| Aim of the task |
Copy each of the rows below without any changes.

| Records for the task |
(begin)

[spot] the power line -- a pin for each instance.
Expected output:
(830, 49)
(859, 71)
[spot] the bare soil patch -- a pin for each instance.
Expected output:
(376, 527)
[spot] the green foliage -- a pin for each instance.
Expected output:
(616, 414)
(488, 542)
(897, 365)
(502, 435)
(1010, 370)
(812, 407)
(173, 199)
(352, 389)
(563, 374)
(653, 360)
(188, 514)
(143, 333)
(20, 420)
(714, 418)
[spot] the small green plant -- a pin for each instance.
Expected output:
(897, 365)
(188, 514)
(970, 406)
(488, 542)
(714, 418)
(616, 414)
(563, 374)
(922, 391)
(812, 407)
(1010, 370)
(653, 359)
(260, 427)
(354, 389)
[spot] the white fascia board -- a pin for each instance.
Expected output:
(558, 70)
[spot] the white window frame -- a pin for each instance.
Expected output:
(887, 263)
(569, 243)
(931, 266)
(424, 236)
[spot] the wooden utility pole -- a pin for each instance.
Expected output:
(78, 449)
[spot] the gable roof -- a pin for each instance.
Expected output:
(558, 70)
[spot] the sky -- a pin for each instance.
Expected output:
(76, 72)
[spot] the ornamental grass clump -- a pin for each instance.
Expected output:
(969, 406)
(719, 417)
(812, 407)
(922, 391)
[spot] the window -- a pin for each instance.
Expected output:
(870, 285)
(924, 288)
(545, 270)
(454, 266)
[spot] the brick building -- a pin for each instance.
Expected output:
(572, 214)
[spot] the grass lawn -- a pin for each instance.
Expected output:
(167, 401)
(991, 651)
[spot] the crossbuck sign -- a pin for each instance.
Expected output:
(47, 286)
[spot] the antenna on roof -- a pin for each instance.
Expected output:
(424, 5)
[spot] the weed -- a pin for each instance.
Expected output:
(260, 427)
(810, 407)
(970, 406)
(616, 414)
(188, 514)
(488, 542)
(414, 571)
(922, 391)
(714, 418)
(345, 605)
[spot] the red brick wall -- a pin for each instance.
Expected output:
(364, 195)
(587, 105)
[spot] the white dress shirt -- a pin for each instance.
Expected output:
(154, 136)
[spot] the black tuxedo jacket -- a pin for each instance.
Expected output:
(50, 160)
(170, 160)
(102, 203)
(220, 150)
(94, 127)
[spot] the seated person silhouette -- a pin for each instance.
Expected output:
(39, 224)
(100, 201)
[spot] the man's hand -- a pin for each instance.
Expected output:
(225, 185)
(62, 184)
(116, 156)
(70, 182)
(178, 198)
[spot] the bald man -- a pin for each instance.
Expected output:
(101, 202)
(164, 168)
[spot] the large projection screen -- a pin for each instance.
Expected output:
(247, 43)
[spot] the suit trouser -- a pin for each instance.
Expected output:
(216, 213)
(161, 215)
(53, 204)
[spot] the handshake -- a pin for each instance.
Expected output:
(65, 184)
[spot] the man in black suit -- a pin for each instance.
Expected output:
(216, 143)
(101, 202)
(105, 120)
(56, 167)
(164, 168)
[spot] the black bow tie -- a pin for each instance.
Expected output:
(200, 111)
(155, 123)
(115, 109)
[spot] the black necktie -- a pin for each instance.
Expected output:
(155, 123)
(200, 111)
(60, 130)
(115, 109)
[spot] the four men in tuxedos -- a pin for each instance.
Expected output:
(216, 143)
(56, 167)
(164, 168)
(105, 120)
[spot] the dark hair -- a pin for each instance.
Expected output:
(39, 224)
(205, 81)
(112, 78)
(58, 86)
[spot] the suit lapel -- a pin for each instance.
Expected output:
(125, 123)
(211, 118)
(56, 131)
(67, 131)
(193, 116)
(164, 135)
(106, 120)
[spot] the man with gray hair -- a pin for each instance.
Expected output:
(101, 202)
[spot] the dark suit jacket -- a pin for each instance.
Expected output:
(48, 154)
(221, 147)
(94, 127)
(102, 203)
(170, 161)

(end)

| Output below |
[spot] the power line -- a pin for each instance.
Expected output:
(830, 49)
(859, 71)
[spot] the bare soil patch -- a pin for each instance.
Expected output:
(376, 527)
[spot] the green foliage -- a pin for each instance.
Expected output:
(616, 414)
(488, 542)
(897, 365)
(502, 435)
(1010, 370)
(812, 407)
(173, 199)
(352, 389)
(563, 374)
(653, 360)
(188, 514)
(143, 333)
(20, 420)
(714, 418)
[spot] the small green plant -- a pin for each instance.
Expected output:
(897, 365)
(188, 514)
(970, 406)
(488, 542)
(714, 418)
(616, 414)
(563, 374)
(922, 391)
(812, 407)
(1010, 370)
(653, 359)
(260, 427)
(354, 389)
[spot] the white fascia board -- a pin for each instance.
Expected output:
(558, 70)
[spot] the white window frame -- a pin for each instance.
Expected output:
(887, 263)
(569, 243)
(931, 266)
(424, 236)
[spot] the wooden utility pole -- a pin for each instance.
Expected output:
(78, 449)
[spot] the gable roof -- a pin for each instance.
Expected output:
(558, 70)
[spot] the sky -- a pin for each instance.
Expected output:
(76, 72)
[spot] the ornamental grass clump -- a pin for each instance.
Expected output:
(969, 406)
(719, 417)
(812, 407)
(922, 391)
[spot] the window -- a pin for each instance.
Expected output:
(870, 285)
(924, 288)
(545, 270)
(454, 266)
[spot] the brick building -- a pin for each instance.
Expected output:
(572, 214)
[spot] the grass lawn -- a pin for each instance.
Expected output:
(167, 401)
(991, 651)
[spot] the crossbuck sign -- a pin for each instance.
Expected output:
(47, 286)
[spot] the antenna on roof -- a pin for each instance.
Expected output:
(424, 5)
[spot] the weed -- a pin for each instance.
Expected output:
(260, 427)
(810, 407)
(970, 406)
(616, 414)
(188, 514)
(488, 542)
(414, 571)
(922, 391)
(714, 418)
(345, 605)
[spot] the red brick wall -- a pin for each instance.
Expected output:
(364, 195)
(587, 105)
[spot] the white dress shirt -- a pin for each instance.
Expected output:
(154, 136)
[spot] the black tuxedo jacket -- a pin for each instance.
Expected output:
(50, 160)
(170, 160)
(102, 203)
(220, 150)
(94, 127)
[spot] the seated person silhouette -- a pin for each instance.
Expected output:
(39, 224)
(100, 201)
[spot] the man's hand -- a pin for each instance.
Expected output:
(225, 185)
(62, 184)
(116, 156)
(70, 182)
(178, 198)
[spot] the bald man -- a pin for each instance.
Expected output:
(101, 202)
(164, 168)
[spot] the large projection screen -- a pin for each instance.
Expected output:
(247, 43)
[spot] the suit trouser -- a pin for each instance.
Expected output:
(216, 213)
(161, 215)
(53, 204)
[spot] the handshake -- a pin for each instance.
Expected output:
(65, 184)
[spot] the man in black suit -- a pin for each instance.
Expected output:
(216, 143)
(101, 202)
(105, 120)
(56, 167)
(164, 168)
[spot] the black bow tie -- a pin for each instance.
Expected output:
(200, 111)
(155, 123)
(115, 109)
[spot] the black necktie -- a pin for each instance.
Expected output:
(155, 123)
(200, 111)
(60, 130)
(115, 109)
[spot] the four men in tuxedos -- a pin for each instance.
Expected output:
(216, 143)
(56, 167)
(164, 168)
(105, 120)
[spot] the dark hair -- a pin for each instance.
Expected output:
(39, 224)
(205, 81)
(112, 78)
(58, 86)
[spot] the suit lapel -- a pin for each instance.
Expected output:
(125, 123)
(211, 118)
(56, 131)
(67, 131)
(193, 116)
(164, 135)
(106, 120)
[spot] the man with gray hair -- a pin for each instance.
Expected output:
(101, 202)
[spot] the dark suit jacket -- a pin for each instance.
Expected output:
(48, 154)
(221, 147)
(94, 127)
(102, 203)
(170, 161)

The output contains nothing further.